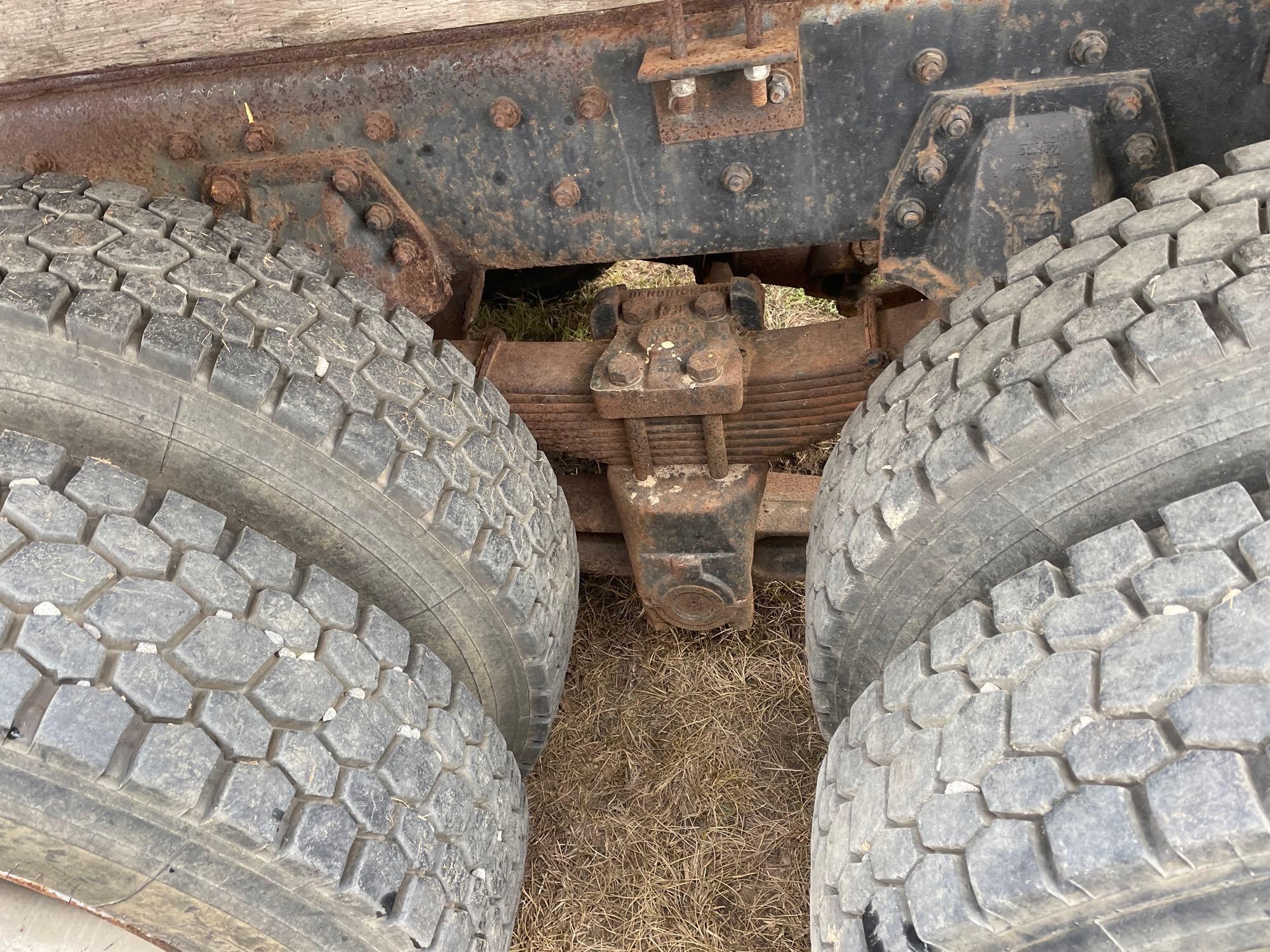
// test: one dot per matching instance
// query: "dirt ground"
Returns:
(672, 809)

###

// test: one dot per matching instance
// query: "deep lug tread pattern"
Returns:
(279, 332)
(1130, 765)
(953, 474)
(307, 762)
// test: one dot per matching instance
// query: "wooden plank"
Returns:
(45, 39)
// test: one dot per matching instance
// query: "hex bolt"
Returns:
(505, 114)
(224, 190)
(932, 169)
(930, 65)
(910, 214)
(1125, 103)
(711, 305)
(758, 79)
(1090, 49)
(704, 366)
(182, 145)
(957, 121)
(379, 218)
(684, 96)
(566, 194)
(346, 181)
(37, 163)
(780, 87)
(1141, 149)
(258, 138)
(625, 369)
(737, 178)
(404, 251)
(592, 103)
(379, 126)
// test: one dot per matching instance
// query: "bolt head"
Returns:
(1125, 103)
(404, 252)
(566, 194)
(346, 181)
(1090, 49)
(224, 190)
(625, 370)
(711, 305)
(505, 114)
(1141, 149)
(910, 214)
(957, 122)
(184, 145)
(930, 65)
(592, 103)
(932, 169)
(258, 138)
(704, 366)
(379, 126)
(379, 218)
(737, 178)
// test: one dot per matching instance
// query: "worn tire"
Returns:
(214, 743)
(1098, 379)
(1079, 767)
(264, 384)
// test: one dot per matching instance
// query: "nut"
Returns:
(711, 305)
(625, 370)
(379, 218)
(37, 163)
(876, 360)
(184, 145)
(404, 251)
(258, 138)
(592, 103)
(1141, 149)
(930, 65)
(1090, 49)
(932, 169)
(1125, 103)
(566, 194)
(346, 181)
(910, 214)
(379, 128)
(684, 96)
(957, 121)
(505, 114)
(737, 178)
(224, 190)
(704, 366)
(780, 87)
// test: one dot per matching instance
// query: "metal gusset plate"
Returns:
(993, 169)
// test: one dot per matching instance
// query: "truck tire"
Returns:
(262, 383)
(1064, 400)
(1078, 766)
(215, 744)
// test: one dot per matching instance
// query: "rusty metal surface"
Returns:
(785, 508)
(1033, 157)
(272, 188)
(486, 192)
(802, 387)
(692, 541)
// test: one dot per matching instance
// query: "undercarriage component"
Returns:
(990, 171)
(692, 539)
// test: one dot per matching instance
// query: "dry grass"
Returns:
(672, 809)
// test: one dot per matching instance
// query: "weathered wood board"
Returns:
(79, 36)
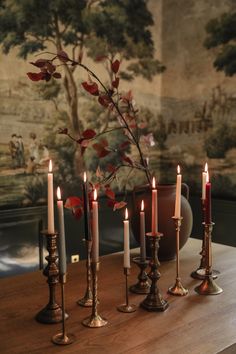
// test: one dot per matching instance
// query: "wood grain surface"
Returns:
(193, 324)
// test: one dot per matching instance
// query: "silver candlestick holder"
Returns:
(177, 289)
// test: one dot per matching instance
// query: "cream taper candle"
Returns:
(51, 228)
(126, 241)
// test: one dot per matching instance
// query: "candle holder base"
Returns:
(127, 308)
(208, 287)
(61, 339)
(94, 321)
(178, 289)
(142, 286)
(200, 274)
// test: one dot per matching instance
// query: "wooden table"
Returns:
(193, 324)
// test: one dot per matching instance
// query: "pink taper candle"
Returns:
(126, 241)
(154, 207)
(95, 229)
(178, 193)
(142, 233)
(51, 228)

###

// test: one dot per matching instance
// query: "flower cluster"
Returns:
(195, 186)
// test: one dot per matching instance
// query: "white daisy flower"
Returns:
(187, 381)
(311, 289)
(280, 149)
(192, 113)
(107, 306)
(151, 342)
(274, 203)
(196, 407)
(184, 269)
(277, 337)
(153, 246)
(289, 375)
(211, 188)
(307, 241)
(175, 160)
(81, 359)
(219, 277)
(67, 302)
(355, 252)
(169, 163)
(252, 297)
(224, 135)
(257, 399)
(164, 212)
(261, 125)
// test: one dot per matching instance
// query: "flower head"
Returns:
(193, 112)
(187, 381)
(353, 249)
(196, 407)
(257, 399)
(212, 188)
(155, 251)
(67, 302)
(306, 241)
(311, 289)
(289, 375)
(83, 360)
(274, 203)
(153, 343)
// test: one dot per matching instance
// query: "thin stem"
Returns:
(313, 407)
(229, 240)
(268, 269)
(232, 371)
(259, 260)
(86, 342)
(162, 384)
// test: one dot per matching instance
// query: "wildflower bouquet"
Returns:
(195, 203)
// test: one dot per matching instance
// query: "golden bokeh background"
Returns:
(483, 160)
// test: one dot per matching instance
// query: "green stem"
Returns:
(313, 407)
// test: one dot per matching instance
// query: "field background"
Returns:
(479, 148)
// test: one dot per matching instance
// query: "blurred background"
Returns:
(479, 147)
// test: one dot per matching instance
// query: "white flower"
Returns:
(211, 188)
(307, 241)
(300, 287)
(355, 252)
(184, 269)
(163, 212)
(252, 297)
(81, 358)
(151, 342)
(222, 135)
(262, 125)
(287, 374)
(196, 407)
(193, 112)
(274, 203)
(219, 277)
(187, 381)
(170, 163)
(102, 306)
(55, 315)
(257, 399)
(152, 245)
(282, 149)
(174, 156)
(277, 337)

###

#### Task goal
Copy out every line from the material above in which the word "surface" appears.

#### Exercise result
// query: "rusty metal surface"
// query: "wood grain surface"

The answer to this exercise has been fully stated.